Johannesburg struggles in its battle against rats

Johannesburg's efforts to curb its rat infestation have largely failed, despite innovative traps and pilot programs. A recent study reveals the dietary habits of local rats, highlighting human food waste as a key factor. City officials insist they remain committed to the fight.

In 2018, a competition in the Msawawa informal settlement near Honeydew pitted the Hamelin trap against traditional city wire traps. The Hamelin, designed like a swing-top dustbin lid that drops rats into a water bucket upon activation with bait such as chicken bone or pap, claimed 81 kills compared to the city's 21 over two weeks.

Despite this success, the Hamelin and the 2014 Integrated Rodent Control Project—piloted in Alexandra with barn owls, education, and traps—have been abandoned. City spokesperson Ayanda Radebe stated, “Rodent Control is a complicated aspect of Pest Control and the Department of Health does its best to deal with the matter. The City is currently looking into developing the approach.” The city's Pest Control Section handles complaints and monitoring, with plans to revise the integrated project.

Raw records:
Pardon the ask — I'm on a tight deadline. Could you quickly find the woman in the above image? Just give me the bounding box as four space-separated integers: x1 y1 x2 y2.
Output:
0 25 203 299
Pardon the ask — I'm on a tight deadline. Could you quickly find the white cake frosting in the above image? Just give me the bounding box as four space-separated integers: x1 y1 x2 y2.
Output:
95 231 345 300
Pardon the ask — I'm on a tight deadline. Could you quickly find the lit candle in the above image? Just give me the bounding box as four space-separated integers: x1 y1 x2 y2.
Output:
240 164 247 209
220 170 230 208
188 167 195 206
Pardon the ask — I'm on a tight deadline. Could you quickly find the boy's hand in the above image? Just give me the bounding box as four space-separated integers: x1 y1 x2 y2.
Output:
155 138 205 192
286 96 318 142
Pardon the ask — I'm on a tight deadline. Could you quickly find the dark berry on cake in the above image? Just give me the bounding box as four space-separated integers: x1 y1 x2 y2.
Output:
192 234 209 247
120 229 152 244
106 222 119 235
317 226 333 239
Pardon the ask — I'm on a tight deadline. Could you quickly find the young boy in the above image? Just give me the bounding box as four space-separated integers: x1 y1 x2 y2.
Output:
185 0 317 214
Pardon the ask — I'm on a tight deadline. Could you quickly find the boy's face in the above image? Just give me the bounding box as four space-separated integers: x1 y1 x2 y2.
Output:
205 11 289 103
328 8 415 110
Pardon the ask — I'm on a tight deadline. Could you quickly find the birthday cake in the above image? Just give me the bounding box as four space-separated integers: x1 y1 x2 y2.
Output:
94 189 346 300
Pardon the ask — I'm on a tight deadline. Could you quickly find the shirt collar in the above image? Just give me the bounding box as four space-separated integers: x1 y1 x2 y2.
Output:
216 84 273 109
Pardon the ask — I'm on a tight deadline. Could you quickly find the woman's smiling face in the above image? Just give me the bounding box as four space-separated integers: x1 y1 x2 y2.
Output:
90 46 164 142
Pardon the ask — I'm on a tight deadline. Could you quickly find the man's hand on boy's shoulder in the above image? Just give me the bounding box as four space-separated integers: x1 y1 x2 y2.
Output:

Short task 1: Using the article on Johannesburg's rat problem, explain in one to three sentences how the Hamelin trap catches rats.
Short task 2: From the article on Johannesburg's rat problem, copy the stretch from "Johannesburg struggles in" through "to the fight.".
The material that comes after the article stands on its own and is unrelated to it.

Full output 1: The Hamelin trap works like a swing-top dustbin lid. When a rat goes for the bait, such as chicken bone or pap, it activates the lid, which drops the rat into a bucket of water.

Full output 2:
Johannesburg struggles in its battle against rats

Johannesburg's efforts to curb its rat infestation have largely failed, despite innovative traps and pilot programs. A recent study reveals the dietary habits of local rats, highlighting human food waste as a key factor. City officials insist they remain committed to the fight.